--- EXTRAIT DU TEXTE ---
Denis Duverne, président du conseil d’administration d’AXA, livre son regard sur les relations entre le board et le management et revient sur les problèmes d’application de la réforme de l’audit. Découvrez la seconde partie de notre entretien.

Retrouvez aussi la première partie de notre entretien avec Denis Duverne sur le thème de la confiance dans les métiers du groupe d’assurance.

Quel est votre regard sur la réforme de l’audit, et ses implications pour les administrateurs de groupes comme AXA ?

Je suis assez critique sur cette réforme. Elle partait d’une bonne idée consistant à harmoniser le marché européen de l’audit, mais elle aboutit au résultat inverse. Elle a manqué son objectif.

Si l’application du texte européen avait été uniforme dans l’ensemble des pays européens, la réforme aurait pu fonctionner, mais ce n’est pas le cas. La flexibilité de modification accordée aux différents pays dans l’application est trop importante.

L’un des principaux points négatifs concerne les prestations hors-audit. L’interprétation française du texte sur ce point est nettement plus rigoureuse que celles des autres pays européens. En Allemagne par exemple, les auditeurs d’AXA sont autorisés à réaliser des travaux en matière fiscale interdits en France.

Extraits de données de pointage:

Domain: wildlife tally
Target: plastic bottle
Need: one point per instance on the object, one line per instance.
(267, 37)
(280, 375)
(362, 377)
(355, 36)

--- CONSIGNES ---
1) Dans l'entretien, quelle fonction Denis Duverne occupe-t-il chez AXA ?
2) Mettez les lignes des entrées dans un tableau Markdown, sans les lignes vides, avec une colonne « N° » pour le numéro de ligne et une colonne « Ligne » pour son texte.

--- RÉPONSES PAR CONSIGNE ---
1) Il est président du conseil d'administration d'AXA.

2)
| N° | Ligne |
|---|---|
| 1 | Domain: wildlife tally |
| 2 | Target: plastic bottle |
| 3 | Need: one point per instance on the object, one line per instance. |
| 4 | (267, 37) |
| 5 | (280, 375) |
| 6 | (362, 377) |
| 7 | (355, 36) |